* MATERIAL PROVIDED
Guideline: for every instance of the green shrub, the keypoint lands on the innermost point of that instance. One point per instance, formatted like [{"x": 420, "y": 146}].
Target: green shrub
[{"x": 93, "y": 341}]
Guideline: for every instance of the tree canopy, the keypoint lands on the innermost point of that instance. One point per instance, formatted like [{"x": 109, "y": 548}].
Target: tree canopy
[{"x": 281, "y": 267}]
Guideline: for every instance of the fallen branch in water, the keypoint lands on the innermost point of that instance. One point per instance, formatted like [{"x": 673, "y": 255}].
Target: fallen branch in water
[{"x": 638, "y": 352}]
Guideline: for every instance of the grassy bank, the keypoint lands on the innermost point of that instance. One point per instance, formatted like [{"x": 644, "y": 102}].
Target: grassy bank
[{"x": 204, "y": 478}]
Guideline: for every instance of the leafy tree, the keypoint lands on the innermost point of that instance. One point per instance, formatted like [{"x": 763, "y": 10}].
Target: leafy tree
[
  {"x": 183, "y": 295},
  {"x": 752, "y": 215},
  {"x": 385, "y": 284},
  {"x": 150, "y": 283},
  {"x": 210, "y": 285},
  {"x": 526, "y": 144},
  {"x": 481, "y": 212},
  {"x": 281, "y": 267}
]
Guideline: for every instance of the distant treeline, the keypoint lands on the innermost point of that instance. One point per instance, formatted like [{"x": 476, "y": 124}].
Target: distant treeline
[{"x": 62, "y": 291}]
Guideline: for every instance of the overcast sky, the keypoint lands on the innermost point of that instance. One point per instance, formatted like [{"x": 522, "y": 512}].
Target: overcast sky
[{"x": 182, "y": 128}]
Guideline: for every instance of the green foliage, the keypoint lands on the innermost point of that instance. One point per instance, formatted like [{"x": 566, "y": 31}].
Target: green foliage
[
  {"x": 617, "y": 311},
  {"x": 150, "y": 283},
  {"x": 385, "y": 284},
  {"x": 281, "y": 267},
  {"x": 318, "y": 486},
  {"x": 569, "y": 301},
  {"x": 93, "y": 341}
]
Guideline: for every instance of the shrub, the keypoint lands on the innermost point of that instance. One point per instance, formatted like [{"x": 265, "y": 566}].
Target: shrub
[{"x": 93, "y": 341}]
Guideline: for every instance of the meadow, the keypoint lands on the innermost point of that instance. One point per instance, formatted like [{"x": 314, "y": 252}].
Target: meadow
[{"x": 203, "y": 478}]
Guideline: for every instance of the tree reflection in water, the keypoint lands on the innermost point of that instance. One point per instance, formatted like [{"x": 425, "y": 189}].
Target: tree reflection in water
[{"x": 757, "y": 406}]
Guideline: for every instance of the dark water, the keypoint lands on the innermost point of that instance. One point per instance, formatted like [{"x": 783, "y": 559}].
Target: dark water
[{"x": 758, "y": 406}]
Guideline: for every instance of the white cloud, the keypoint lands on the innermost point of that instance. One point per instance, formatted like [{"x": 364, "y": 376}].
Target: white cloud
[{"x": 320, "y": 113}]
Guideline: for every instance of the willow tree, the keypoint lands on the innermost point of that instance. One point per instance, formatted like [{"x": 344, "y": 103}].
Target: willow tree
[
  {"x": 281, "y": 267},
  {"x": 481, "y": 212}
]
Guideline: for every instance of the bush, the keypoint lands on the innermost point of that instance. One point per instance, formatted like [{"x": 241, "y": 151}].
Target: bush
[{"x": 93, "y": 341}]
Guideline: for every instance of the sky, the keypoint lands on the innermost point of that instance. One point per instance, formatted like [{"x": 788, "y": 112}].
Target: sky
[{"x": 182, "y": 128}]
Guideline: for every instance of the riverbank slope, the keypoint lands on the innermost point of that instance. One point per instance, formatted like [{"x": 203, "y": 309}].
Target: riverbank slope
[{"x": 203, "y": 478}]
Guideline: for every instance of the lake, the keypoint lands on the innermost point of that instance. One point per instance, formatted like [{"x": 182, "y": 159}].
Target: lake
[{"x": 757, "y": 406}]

* ACTIVITY
Reproduce, exactly and only, the lines running from the one with "Guideline: for every instance of the bush, the" to the end of the listing above.

* REPLY TO THE EXERCISE
Guideline: for every instance of the bush, the keypoint lands on the innermost point of that instance. One point per instance, formatted like [{"x": 241, "y": 151}].
Target: bush
[{"x": 93, "y": 341}]
Guideline: for every instance of the sky, the keypoint lands on the innermost point of that instance. One point per instance, formatted like [{"x": 788, "y": 112}].
Target: sky
[{"x": 182, "y": 128}]
Guideline: for every instance of the riverbank slope, the keypoint lands on the innermost point of that instance. One point per instance, formatted like [{"x": 203, "y": 309}].
Target: riverbank slope
[{"x": 203, "y": 478}]
Guideline: for every instance of the lake, the keypoint lands on the innermost point of that instance. One point per instance, formatted like [{"x": 182, "y": 159}].
Target: lake
[{"x": 757, "y": 406}]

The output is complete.